▸ YOUR INSTRUCTIONS
Your task is to output the listing word for word, with pictures excluded.

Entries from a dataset

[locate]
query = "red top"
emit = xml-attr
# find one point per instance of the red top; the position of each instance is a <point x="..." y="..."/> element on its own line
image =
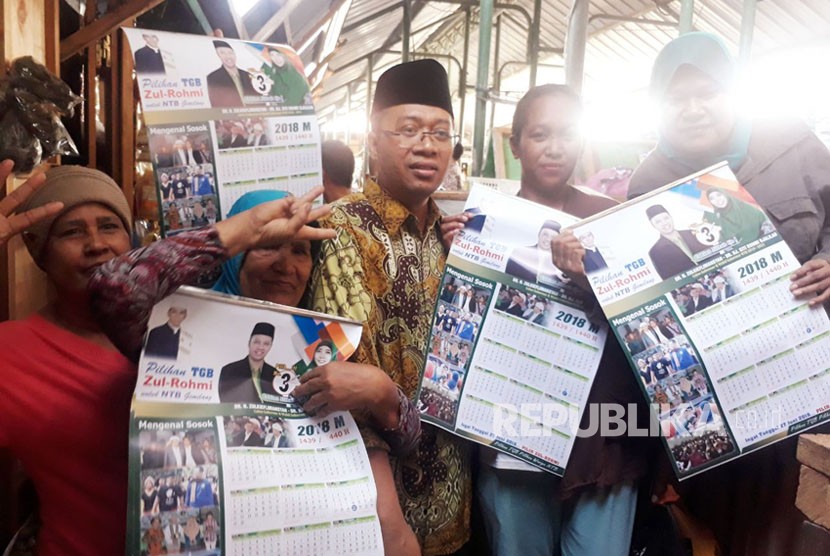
<point x="64" y="412"/>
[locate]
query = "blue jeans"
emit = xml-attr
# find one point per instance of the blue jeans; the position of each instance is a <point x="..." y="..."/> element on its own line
<point x="524" y="516"/>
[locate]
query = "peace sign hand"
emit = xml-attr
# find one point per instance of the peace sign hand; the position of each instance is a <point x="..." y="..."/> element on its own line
<point x="12" y="224"/>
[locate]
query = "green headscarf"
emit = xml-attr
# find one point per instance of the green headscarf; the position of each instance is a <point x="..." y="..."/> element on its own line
<point x="737" y="219"/>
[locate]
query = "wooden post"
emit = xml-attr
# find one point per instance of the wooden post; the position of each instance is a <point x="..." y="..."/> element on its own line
<point x="23" y="287"/>
<point x="120" y="122"/>
<point x="27" y="28"/>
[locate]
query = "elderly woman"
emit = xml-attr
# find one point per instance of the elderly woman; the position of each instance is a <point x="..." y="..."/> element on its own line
<point x="60" y="371"/>
<point x="127" y="288"/>
<point x="749" y="503"/>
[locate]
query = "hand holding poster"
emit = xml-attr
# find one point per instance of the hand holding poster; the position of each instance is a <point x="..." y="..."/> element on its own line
<point x="730" y="360"/>
<point x="223" y="461"/>
<point x="512" y="354"/>
<point x="224" y="117"/>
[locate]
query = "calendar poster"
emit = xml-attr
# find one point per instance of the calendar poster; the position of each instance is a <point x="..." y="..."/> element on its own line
<point x="695" y="282"/>
<point x="512" y="354"/>
<point x="224" y="117"/>
<point x="223" y="460"/>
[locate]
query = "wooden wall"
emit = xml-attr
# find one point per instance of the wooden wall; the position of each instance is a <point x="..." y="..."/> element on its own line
<point x="27" y="27"/>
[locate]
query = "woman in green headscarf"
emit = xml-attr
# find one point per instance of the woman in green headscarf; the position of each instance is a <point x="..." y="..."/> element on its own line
<point x="735" y="218"/>
<point x="286" y="82"/>
<point x="749" y="504"/>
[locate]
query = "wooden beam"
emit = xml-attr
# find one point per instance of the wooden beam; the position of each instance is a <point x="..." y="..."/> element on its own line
<point x="104" y="25"/>
<point x="90" y="94"/>
<point x="52" y="25"/>
<point x="122" y="149"/>
<point x="23" y="287"/>
<point x="276" y="20"/>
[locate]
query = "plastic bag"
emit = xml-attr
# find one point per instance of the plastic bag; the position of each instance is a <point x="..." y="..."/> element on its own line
<point x="32" y="100"/>
<point x="43" y="121"/>
<point x="18" y="144"/>
<point x="31" y="76"/>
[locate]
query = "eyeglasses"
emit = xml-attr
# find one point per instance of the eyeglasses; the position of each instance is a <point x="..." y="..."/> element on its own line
<point x="409" y="136"/>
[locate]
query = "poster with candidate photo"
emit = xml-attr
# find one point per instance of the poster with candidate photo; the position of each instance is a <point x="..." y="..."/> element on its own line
<point x="697" y="291"/>
<point x="224" y="117"/>
<point x="223" y="459"/>
<point x="512" y="353"/>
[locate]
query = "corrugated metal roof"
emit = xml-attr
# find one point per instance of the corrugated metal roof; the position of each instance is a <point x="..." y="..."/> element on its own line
<point x="614" y="49"/>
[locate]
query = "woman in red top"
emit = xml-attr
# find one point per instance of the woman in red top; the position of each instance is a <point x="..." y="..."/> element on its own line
<point x="64" y="389"/>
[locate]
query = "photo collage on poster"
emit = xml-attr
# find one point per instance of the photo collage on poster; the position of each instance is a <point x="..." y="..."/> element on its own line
<point x="724" y="377"/>
<point x="678" y="388"/>
<point x="180" y="494"/>
<point x="243" y="469"/>
<point x="458" y="317"/>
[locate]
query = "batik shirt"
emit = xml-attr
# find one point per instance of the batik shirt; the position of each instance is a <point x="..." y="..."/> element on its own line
<point x="381" y="270"/>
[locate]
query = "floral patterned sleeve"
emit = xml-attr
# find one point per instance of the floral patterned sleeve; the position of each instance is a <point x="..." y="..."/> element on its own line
<point x="124" y="290"/>
<point x="404" y="439"/>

▸ IN RESPONSE
[locate]
query = "red top"
emit = xml-attr
# find one point per instance of the red top; the position of each instance is a <point x="..." y="..."/> element on its own line
image =
<point x="64" y="412"/>
[locate]
query = "blue jeans"
emit = xml-attr
# find one point per instance of the blue jeans; the position of each instance is a <point x="..." y="..."/> element on its own line
<point x="524" y="516"/>
[locate]
query = "peace sign hand"
emit = xml-attr
# find one point per instance of the peace sign hand; the position of each instance is a <point x="..." y="..."/> element on its own line
<point x="12" y="224"/>
[locate]
query = "green headscarf"
emit = xml-attr
# find one point per instance of the green headscarf; the position of each instance is a <point x="..." y="..."/> element on its own line
<point x="737" y="219"/>
[locate]
query = "wooden post"
emit = xml-attr
# find one point per instance of the wooden post; the position of each instance is a <point x="..." y="..."/> element on its own line
<point x="23" y="287"/>
<point x="120" y="122"/>
<point x="27" y="28"/>
[locate]
query = "elderly woman"
emit = xml-attr
# find one point per instance of the elderly woman; the position of each instance is a <point x="..." y="..."/> element on its own line
<point x="60" y="371"/>
<point x="127" y="288"/>
<point x="749" y="503"/>
[locate]
query = "hand holding poster"
emit = xml-attr
# find one point per instance of the hand holding poster; the position of each instance is a <point x="..." y="..."/> element on its own line
<point x="730" y="360"/>
<point x="223" y="461"/>
<point x="512" y="354"/>
<point x="224" y="117"/>
[locate]
query = "calendar poster"
emit = xml-attr
# find one point per instance of the calendar poster; the position of each instance is a <point x="..." y="..."/> element on its own line
<point x="695" y="282"/>
<point x="512" y="354"/>
<point x="224" y="117"/>
<point x="223" y="460"/>
[locate]
query = "wooden wall"
emit = xml-attr
# find one point per instance of the wooden wall; the position of each instance is a <point x="..." y="..."/> element on its own line
<point x="27" y="27"/>
[locate]
query = "woman in green headscarf"
emit = xml-attr
# find one point per instance of the woman in green headscarf; the position of each instance is a <point x="..." y="..."/> element on its own line
<point x="735" y="218"/>
<point x="286" y="82"/>
<point x="749" y="504"/>
[locate]
query = "wooden beam"
emit = xml-attr
# find one point per instance of the wooden beam; the position of each instance is a <point x="..." y="..."/> element on its own line
<point x="104" y="25"/>
<point x="90" y="94"/>
<point x="52" y="25"/>
<point x="122" y="149"/>
<point x="23" y="287"/>
<point x="276" y="20"/>
[locate]
query = "plastic bag"
emit = xml-attr
# find one point per instance of the plastic bag; the position of each instance is a <point x="..." y="..."/> element on its own line
<point x="32" y="100"/>
<point x="43" y="121"/>
<point x="18" y="144"/>
<point x="31" y="76"/>
[locate]
query = "eyeglasses"
emit = xml-attr
# find one point per instance of the eyeglasses; the position of each instance is a <point x="..." y="..."/> element on its own line
<point x="409" y="136"/>
[locate]
query = "poster with candidate photo"
emit = xml-attr
# find one point per instance of the poster with candidate photo; the position of each instance is a <point x="..." y="..."/> element on its own line
<point x="697" y="291"/>
<point x="224" y="117"/>
<point x="223" y="459"/>
<point x="512" y="353"/>
[locate]
query = "corrugated metal roof"
emit = xml-attr
# find one point per instance of the corrugated metal roof; the position of each instance is a <point x="..." y="..."/> element on its own line
<point x="614" y="49"/>
[locate]
query = "woman in red top"
emit = xml-attr
# find one point per instance of the woman in red top; the position of each instance is a <point x="..." y="..."/> element on its own line
<point x="64" y="389"/>
[locate]
query = "photo collage on poster"
emit = xml-attr
# find one point per instance of the photo collage on poster; the position of each instance is a <point x="..." y="..."/> element on its own line
<point x="724" y="377"/>
<point x="678" y="388"/>
<point x="180" y="494"/>
<point x="243" y="469"/>
<point x="458" y="317"/>
[locate]
query = "batik shirt"
emit = xml-attr
# find one point per instance of the batik shirt; the position of each instance is a <point x="..." y="..."/> element on its own line
<point x="381" y="270"/>
[locate]
query = "floral patterned sleeve"
emit = xml-attr
# find one point per instance of the floral patterned sleeve; the position of each instance is a <point x="..." y="..."/> element on its own line
<point x="124" y="290"/>
<point x="404" y="439"/>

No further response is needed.